____ Data for this task

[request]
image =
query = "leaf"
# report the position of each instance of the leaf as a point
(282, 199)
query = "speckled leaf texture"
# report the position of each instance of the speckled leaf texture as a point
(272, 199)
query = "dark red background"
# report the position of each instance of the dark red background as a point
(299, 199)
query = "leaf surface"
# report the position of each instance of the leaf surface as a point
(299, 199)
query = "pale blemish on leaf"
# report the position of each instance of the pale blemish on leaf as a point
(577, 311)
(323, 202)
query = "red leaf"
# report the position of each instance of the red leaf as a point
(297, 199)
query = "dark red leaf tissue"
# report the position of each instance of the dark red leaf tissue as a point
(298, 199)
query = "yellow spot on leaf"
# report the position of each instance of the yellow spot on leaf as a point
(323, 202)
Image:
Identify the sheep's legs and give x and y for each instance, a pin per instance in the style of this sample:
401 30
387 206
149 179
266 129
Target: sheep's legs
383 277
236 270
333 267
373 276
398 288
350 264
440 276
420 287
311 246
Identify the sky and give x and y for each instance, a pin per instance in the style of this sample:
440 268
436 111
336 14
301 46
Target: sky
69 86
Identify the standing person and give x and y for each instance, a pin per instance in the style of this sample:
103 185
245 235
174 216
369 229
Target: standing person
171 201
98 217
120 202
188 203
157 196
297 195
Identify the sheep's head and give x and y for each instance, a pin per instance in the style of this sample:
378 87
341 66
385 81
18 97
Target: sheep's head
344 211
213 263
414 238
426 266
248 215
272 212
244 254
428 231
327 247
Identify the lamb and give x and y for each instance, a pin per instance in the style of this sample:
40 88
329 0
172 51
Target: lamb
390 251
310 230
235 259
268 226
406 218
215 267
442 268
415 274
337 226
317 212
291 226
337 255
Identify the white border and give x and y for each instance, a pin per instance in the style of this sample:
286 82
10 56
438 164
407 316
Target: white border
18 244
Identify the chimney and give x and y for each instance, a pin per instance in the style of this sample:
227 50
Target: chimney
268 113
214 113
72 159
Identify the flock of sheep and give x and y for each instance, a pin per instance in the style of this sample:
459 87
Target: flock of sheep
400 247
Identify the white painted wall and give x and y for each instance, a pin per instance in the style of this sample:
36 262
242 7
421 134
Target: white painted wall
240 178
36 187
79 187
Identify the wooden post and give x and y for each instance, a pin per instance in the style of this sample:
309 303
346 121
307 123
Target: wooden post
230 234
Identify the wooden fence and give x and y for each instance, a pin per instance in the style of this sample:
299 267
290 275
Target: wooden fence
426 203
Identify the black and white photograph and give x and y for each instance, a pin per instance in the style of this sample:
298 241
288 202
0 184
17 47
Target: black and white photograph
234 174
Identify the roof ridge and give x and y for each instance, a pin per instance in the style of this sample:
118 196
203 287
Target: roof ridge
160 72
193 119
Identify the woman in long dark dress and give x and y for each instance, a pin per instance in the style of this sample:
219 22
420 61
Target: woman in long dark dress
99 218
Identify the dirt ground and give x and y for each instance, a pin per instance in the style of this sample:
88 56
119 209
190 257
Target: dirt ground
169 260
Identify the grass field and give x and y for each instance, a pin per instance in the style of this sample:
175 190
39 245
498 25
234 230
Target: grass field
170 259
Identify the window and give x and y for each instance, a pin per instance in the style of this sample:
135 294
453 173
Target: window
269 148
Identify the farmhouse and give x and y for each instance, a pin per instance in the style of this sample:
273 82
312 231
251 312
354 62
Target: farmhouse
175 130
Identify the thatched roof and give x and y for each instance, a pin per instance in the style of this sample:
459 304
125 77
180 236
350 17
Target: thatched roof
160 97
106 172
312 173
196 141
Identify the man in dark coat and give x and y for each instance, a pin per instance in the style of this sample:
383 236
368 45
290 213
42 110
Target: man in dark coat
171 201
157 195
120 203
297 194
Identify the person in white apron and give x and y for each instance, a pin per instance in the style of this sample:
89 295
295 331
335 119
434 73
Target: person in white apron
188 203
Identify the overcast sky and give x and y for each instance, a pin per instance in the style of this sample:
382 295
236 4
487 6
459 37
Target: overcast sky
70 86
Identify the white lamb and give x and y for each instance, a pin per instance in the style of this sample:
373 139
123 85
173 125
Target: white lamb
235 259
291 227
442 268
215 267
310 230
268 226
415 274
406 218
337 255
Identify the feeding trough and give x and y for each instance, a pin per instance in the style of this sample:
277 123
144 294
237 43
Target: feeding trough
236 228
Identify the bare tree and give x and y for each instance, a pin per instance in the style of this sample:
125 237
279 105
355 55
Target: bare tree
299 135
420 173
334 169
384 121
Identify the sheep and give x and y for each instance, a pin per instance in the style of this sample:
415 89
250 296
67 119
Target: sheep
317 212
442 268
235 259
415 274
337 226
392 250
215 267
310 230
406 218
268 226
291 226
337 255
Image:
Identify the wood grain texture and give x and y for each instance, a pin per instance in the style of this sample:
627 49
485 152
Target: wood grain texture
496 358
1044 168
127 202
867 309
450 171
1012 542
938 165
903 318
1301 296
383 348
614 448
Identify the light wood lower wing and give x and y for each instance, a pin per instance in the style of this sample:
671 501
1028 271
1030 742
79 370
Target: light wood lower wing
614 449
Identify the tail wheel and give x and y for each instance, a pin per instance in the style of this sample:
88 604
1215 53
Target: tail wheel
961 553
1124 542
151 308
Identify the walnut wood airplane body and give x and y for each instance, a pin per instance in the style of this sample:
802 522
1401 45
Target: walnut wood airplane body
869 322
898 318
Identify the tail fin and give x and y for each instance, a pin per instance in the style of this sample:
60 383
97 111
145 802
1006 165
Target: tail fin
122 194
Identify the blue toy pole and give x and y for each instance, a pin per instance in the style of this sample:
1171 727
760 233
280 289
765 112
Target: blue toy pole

________

Return exactly the lines from the one containing "Identify the light" through the last line of the records above, both included, and nothing else.

• _Worked answer_
Identify the light wood lower wing and give x and y for each instance, a pin per instance in the style of this sample:
671 501
1028 271
1030 742
79 370
Target: light wood lower wing
614 449
Identify the tail wheel and give x and y for each instance, a pin per instance in the style of this sample:
88 604
1215 53
Target: tail wheel
961 553
1124 542
151 308
Identify the walnut wood airplane body and give x and y for each instance, a pin per instance in the style of this sample:
802 522
1401 45
Target: walnut wood airplane body
869 322
898 318
Identify the tail fin and give x and y for each instance, a pin per instance in the style of this sample:
60 383
97 111
145 802
1006 165
Target: tail fin
122 194
Identify the blue toy pole and give x and y for each instance, a pin per instance in the style of this sample:
1171 727
760 233
280 289
765 112
Target: blue toy pole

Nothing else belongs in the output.